REQUIREMENTS → Reproduce the material below verbatim, line by line, leaving nothing out.

***** RECORDS TO USE *****

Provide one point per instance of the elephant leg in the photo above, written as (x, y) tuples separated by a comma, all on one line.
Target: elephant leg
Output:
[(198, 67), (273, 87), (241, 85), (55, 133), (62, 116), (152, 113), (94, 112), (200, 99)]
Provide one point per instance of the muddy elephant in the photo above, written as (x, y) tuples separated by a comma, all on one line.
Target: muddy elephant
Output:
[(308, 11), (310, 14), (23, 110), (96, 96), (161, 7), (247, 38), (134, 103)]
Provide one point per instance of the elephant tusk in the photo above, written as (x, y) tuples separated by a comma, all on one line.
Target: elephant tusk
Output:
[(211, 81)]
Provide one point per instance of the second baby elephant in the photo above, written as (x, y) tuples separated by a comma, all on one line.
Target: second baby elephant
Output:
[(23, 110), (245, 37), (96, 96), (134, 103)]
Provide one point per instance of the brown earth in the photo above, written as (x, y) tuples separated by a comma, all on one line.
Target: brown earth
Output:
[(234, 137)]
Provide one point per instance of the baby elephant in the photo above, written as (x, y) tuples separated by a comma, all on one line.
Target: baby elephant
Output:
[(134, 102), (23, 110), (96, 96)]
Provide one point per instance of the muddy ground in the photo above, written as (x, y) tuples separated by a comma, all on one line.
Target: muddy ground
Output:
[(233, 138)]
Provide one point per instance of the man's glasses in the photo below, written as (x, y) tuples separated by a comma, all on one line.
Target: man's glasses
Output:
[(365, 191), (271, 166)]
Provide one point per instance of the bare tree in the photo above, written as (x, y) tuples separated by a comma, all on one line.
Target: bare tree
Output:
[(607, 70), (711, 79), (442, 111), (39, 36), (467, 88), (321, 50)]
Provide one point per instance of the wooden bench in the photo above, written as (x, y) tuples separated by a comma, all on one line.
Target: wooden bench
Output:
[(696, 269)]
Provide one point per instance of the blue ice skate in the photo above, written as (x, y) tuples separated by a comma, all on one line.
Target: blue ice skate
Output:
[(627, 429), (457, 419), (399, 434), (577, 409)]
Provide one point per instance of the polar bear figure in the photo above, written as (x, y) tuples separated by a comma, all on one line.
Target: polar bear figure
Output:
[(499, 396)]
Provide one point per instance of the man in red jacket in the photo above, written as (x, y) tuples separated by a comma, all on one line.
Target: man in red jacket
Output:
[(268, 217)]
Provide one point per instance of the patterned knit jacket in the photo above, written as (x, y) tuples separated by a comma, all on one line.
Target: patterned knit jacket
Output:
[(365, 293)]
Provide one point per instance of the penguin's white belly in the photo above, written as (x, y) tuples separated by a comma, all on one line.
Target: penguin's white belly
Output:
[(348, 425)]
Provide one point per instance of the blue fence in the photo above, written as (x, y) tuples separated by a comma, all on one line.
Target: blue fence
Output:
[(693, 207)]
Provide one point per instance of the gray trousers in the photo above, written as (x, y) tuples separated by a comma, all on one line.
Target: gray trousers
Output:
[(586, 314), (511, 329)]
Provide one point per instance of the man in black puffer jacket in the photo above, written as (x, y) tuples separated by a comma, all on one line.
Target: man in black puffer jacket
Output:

*****

RESULT →
Provide one point per instance of the elephant leg in the photo above, written as (x, y) tuples separated by a comma, all on one line.
Target: elephant leg
Output:
[(198, 67), (273, 87), (241, 85), (55, 133), (62, 116), (152, 113), (94, 112), (200, 99)]
Provide one point per instance of the muddy elephant in the photo above, written as (x, y) tuples separated by a comma, all on one line.
Target: muddy elephant
Output:
[(308, 11), (310, 14), (23, 110), (96, 96), (161, 7), (247, 38), (134, 103)]
Provide one point per instance of the elephant tusk in the photo above, written as (x, y) tuples separated by a comma, all on one line.
Target: elephant tusk
Output:
[(211, 81)]
Provide one point per instance of the second baby elephant in the photo above, written as (x, y) tuples separated by a comma, all on one line.
Target: second baby elephant
Output:
[(23, 110), (245, 37), (96, 96), (134, 103)]
Provide one point per instance of the brown earth in the photo above, written as (x, y) tuples separated by a comma, all on one line.
Target: brown earth
Output:
[(234, 137)]
Provide one point per instance of the baby elephant in the photo above, written as (x, y) tuples separated by a comma, all on one line.
Target: baby elephant
Output:
[(134, 102), (23, 110), (96, 96)]
Provide one point per instance of the muddy ground in the photo above, written as (x, y) tuples separated by a comma, all on one line.
Target: muddy ground
Output:
[(233, 138)]
Provide one point per instance of the man's glasses in the photo below, written as (x, y) tuples separated by a comma, all on one line.
Target: man's glasses
Output:
[(365, 191), (271, 166)]
Provide one point per instance of the bare tree in the photo above, written as (x, y) tuples separated by a comma, all on one line.
Target: bare tree
Output:
[(607, 70), (711, 79), (442, 111), (39, 36), (467, 88), (321, 50)]
Provide one point per instance of the wooden bench in the photo above, written as (x, y) tuples separated by a comma, all on one line.
Target: wooden bench
Output:
[(696, 269)]
Provide one point per instance of the blue ice skate in the photo above, written as (x, y) tuples separated by a comma, all on one line.
Target: blue ice skate
Output:
[(627, 429), (457, 419), (399, 434), (577, 409)]
Provide one point per instance of the polar bear figure in the photo above, written as (x, y) tuples separated by a comma, all on one line.
Target: polar bear figure
Output:
[(499, 396)]
Provide one point per instance of the man in red jacket in the photo above, written as (x, y) tuples separated by a comma, all on one line.
Target: man in red jacket
Output:
[(268, 217)]
Provide one point per instance of the patterned knit jacket in the photo above, written as (x, y) tuples separated by a comma, all on one line.
Target: patterned knit jacket
Output:
[(365, 293)]
Provide one point per instance of the penguin's white belly in the photo above, written as (x, y) tuples separated by a comma, all on one line.
Target: penguin's white belly
Output:
[(348, 425)]
Provide one point per instance of the blue fence in the photo above, written as (x, y) tuples separated by a comma, all on one line.
Target: blue fence
Output:
[(693, 207)]
Provide one point per instance of the gray trousers in the photo above, written as (x, y) tuples separated by a comma, all on one line.
Target: gray trousers
Output:
[(586, 314), (511, 329)]
Provide one point per instance of the man in black puffer jacket in the photo above, written as (x, y) tuples separated by a comma, all on one line.
Target: man in black puffer jacket
Output:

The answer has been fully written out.